# [Task to complete]
The records below are to be copied exactly, with every picture left out.
The data START
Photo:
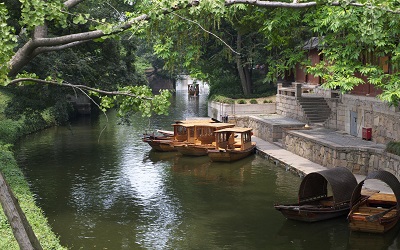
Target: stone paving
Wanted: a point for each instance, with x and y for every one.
(303, 166)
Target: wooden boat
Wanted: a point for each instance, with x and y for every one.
(193, 89)
(167, 141)
(315, 204)
(202, 139)
(378, 212)
(232, 144)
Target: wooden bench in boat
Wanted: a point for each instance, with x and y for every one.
(382, 199)
(364, 211)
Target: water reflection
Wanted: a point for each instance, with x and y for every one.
(113, 192)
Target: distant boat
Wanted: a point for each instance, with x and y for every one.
(193, 89)
(202, 139)
(232, 144)
(379, 212)
(315, 204)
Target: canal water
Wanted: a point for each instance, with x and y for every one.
(102, 188)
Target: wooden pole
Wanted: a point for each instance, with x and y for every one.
(22, 231)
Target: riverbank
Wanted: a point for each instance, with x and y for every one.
(10, 131)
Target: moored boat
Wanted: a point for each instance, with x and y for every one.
(202, 139)
(232, 144)
(378, 212)
(193, 89)
(315, 202)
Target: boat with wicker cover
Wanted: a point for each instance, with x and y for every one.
(315, 202)
(378, 212)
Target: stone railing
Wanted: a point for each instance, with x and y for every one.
(218, 110)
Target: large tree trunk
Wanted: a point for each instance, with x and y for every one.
(244, 71)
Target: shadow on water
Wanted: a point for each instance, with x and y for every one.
(114, 192)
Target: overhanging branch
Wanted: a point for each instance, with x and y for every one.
(80, 87)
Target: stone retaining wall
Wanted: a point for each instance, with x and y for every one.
(359, 160)
(384, 120)
(289, 107)
(261, 128)
(371, 112)
(217, 110)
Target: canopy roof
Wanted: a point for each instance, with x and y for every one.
(204, 124)
(234, 130)
(383, 176)
(315, 185)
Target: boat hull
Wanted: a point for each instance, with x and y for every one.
(294, 212)
(371, 216)
(230, 155)
(192, 150)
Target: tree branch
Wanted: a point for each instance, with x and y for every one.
(72, 3)
(80, 87)
(296, 5)
(271, 4)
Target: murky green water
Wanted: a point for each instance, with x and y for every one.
(102, 188)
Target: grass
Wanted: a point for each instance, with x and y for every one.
(393, 147)
(9, 131)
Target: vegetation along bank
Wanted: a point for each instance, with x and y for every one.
(10, 131)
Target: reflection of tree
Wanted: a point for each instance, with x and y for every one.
(361, 240)
(232, 173)
(328, 234)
The data END
# [Exercise result]
Photo:
Target: stone paving
Wanted: a point for each instance, with x and y for every one.
(303, 166)
Target: wooden boat
Wanted: a point for each instance, with x and y for every one.
(193, 89)
(167, 141)
(315, 204)
(202, 139)
(378, 212)
(232, 144)
Target: wooden bench in boat
Wanted: a point for each instance, with x and y for every one.
(382, 199)
(364, 211)
Target: water reflection
Wanted: a point for each instance, with x and y for every one.
(113, 192)
Target: distant boat
Wanted: a point for each instance, with x and y for every one.
(193, 89)
(202, 139)
(232, 144)
(379, 212)
(315, 204)
Target: canal water
Wanted: a point for each instance, with x and y for every one.
(102, 188)
Target: wooden pole
Wanted: a point for each instance, with x and y for every one.
(22, 231)
Target: riverbank
Wanted: a point for each instance, with x and y for every one.
(10, 131)
Target: moored boat
Wanted: a point for each instance, with x and y for every one.
(202, 139)
(232, 144)
(378, 212)
(193, 89)
(315, 202)
Target: boat with wicker cover
Wanted: a point for each instance, with x and y for every one.
(315, 202)
(378, 212)
Target: stone railing
Wanted: a point for each instance, with x and y for every one.
(218, 110)
Target: large tree trunk
Wanted: a point for each instance, with x and y for every one.
(244, 71)
Target: shadow on water
Wanted: a point for each instance, with x and y for every one.
(114, 192)
Target: overhanging branch
Wanted: a point for each instance, with x and y for every one.
(80, 87)
Target: stone retaining wall
Wanted: a point for each instance, with x and y for every one.
(359, 160)
(384, 120)
(289, 107)
(261, 128)
(371, 112)
(217, 110)
Target: canopy roof
Wanted: a point for each instance, with x and y for every one.
(204, 124)
(234, 130)
(383, 176)
(315, 185)
Target: boat hull
Wanted: a point for each instance, with x and y for every one.
(294, 212)
(371, 216)
(230, 155)
(192, 150)
Target: tree branch
Wanted: a point for each instance, with x and y for every one.
(72, 3)
(80, 87)
(296, 5)
(271, 4)
Target: murky green water
Wanted: a point for each instance, with x and y for every one.
(102, 188)
Target: grass
Wanted: a point for each instance, with x and y for every one.
(393, 147)
(9, 131)
Target: vegetation along bank
Wanted: a point for each instance, with x and y for every one.
(10, 131)
Target: reflection of tree
Wanted: a point for each instance, with x and y for every one.
(361, 240)
(232, 173)
(328, 234)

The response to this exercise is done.